_EXERCISE INSTRUCTIONS_
Copy the rows from their beginning through the line that contains "237], [394, 297]]", substituting "nonzero" for every "even-odd" and keeping everything else unchanged.

════════

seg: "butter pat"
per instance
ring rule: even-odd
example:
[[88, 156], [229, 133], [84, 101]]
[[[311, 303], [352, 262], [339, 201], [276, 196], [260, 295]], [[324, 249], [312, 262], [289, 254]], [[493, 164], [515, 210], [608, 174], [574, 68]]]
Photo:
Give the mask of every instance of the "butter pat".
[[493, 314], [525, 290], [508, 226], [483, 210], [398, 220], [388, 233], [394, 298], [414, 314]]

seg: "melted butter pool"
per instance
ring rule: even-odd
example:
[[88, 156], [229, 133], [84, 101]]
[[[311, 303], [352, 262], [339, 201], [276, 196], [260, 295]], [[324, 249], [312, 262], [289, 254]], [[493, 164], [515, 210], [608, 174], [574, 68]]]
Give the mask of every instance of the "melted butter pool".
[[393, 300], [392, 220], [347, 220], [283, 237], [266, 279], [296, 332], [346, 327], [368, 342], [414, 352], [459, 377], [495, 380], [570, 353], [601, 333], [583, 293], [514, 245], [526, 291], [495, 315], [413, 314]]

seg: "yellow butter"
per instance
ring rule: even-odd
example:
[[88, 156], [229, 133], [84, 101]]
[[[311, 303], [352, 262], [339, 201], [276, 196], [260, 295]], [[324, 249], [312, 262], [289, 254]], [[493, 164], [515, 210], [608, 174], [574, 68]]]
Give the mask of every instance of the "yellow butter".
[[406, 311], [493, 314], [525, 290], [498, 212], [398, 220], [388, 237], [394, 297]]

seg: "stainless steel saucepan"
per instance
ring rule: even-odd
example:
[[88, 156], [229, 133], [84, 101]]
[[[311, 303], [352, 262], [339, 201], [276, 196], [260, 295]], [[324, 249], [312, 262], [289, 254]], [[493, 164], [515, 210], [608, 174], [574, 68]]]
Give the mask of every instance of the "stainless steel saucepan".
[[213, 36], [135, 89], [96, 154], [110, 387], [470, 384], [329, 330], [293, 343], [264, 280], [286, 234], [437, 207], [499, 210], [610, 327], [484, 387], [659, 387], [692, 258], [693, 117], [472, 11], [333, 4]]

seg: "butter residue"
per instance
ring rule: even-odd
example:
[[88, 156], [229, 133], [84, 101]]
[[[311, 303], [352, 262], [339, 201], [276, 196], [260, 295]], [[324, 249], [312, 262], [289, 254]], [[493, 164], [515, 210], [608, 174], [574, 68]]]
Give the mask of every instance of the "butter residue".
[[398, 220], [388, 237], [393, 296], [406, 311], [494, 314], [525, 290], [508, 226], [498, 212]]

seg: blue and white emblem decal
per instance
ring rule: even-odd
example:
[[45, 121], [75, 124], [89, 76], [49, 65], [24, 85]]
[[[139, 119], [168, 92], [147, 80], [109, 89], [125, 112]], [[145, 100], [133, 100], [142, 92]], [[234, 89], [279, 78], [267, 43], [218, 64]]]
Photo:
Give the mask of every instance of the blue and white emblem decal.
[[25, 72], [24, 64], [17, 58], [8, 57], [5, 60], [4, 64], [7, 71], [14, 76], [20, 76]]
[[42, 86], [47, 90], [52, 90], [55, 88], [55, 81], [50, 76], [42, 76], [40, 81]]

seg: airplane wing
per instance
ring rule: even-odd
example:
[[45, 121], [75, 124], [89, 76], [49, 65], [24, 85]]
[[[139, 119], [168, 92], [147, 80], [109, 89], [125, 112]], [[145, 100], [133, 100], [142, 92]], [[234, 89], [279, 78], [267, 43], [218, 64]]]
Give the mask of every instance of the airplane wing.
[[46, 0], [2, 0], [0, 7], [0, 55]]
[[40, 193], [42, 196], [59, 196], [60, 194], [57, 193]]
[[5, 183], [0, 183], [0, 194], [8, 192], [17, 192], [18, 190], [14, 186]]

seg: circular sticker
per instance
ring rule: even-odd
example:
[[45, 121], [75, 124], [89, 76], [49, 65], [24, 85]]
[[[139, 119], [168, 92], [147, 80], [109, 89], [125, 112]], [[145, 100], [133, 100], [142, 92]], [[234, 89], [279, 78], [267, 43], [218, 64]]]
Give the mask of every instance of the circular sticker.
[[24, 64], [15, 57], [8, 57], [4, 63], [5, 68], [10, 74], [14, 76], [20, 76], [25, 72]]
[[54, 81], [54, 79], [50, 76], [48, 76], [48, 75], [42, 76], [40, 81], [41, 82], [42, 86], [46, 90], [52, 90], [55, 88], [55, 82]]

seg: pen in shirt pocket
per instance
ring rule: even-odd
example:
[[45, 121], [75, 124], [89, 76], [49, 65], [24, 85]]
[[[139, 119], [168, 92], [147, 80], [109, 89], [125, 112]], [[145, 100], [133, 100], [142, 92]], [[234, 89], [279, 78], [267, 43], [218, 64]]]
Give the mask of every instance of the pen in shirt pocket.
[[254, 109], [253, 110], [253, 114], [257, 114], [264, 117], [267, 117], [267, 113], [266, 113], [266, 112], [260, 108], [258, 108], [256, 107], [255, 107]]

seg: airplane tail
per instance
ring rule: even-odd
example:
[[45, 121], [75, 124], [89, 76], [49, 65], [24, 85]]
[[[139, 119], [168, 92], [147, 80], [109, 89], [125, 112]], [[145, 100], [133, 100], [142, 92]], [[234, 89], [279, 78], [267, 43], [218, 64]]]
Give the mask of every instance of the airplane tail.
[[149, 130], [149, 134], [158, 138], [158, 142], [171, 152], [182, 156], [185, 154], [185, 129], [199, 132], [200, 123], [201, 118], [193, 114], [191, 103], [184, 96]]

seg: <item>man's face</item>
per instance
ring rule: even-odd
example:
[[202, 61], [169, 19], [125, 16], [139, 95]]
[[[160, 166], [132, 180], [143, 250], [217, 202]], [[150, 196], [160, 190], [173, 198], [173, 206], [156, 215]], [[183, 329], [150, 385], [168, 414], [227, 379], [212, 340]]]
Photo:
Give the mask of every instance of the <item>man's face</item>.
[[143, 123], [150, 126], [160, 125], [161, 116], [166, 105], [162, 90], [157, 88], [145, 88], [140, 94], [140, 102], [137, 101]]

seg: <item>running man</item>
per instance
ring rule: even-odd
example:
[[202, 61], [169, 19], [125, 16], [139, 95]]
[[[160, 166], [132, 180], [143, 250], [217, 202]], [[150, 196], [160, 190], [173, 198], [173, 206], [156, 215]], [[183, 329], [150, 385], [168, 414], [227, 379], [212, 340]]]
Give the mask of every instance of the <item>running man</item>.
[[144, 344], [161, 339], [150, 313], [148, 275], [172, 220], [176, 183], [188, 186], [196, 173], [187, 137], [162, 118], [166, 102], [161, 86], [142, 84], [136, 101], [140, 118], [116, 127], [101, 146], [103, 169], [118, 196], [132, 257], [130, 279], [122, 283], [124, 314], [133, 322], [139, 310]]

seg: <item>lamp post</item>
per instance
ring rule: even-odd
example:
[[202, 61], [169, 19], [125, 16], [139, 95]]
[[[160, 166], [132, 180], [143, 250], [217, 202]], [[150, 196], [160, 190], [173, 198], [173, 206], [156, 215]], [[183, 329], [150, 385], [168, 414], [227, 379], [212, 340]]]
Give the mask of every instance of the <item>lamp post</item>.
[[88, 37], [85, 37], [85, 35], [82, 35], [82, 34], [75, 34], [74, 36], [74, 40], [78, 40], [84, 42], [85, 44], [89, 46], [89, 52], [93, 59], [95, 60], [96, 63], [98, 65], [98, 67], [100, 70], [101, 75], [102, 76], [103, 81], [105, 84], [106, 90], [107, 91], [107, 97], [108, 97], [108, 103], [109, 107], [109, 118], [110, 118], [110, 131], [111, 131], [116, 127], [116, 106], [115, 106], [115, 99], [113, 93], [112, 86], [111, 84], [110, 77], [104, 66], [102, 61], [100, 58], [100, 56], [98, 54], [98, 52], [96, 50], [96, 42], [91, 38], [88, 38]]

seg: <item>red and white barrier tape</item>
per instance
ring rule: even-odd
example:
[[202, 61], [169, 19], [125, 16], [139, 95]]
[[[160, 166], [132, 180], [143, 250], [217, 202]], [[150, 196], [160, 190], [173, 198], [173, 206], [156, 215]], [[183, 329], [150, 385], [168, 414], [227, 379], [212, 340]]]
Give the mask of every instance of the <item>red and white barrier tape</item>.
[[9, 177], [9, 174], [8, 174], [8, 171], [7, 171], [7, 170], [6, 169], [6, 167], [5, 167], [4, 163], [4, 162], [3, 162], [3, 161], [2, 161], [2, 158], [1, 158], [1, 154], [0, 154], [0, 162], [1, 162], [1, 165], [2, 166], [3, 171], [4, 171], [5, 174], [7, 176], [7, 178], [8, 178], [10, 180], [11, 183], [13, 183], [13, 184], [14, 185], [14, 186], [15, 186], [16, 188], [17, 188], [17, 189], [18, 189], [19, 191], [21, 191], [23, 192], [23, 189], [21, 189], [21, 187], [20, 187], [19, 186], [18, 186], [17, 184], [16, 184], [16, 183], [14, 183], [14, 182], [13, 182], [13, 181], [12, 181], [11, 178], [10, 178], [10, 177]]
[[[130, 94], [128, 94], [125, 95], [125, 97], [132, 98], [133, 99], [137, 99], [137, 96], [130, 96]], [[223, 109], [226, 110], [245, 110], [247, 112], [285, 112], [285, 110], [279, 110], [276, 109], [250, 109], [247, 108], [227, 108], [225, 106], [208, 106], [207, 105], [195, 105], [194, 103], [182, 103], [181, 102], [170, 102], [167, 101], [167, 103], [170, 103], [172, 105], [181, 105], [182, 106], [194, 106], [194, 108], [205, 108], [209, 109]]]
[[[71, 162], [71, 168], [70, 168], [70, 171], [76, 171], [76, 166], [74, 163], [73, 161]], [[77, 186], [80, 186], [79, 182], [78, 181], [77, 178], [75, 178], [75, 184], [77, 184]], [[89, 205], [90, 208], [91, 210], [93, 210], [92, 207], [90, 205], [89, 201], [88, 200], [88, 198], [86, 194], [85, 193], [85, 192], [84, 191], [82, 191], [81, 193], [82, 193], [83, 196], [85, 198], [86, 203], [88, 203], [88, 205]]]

════════

_COMPLETED TASK_
seg: "butter pat"
per instance
ring rule: nonzero
example:
[[88, 156], [229, 133], [84, 101]]
[[[311, 303], [352, 262], [339, 201], [276, 196], [260, 295]], [[324, 249], [312, 262], [289, 254]], [[493, 164], [515, 210], [608, 174], [574, 68]]]
Photo:
Give the mask of every instance of the "butter pat".
[[493, 314], [525, 290], [508, 226], [483, 210], [398, 220], [388, 233], [394, 298], [414, 314]]

seg: "melted butter pool"
per instance
ring rule: nonzero
example:
[[88, 156], [229, 133], [84, 101]]
[[[311, 303], [352, 262], [339, 201], [276, 196], [260, 295]], [[324, 249], [312, 262], [289, 254]], [[493, 164], [515, 210], [608, 174], [574, 68]]]
Give the mask of every instance of the "melted butter pool".
[[393, 300], [392, 220], [347, 220], [283, 237], [266, 279], [296, 332], [346, 327], [368, 342], [414, 352], [459, 377], [495, 380], [570, 353], [601, 333], [583, 293], [514, 245], [526, 291], [495, 315], [413, 314]]

seg: "yellow butter"
per instance
ring rule: nonzero
example:
[[88, 156], [229, 133], [84, 101]]
[[[311, 303], [352, 262], [339, 201], [276, 196], [260, 295]], [[324, 249], [312, 262], [289, 254]], [[493, 164], [515, 210], [608, 174], [574, 68]]]
Give the mask of every instance of the "yellow butter".
[[406, 311], [493, 314], [525, 290], [498, 212], [398, 220], [388, 237], [394, 297]]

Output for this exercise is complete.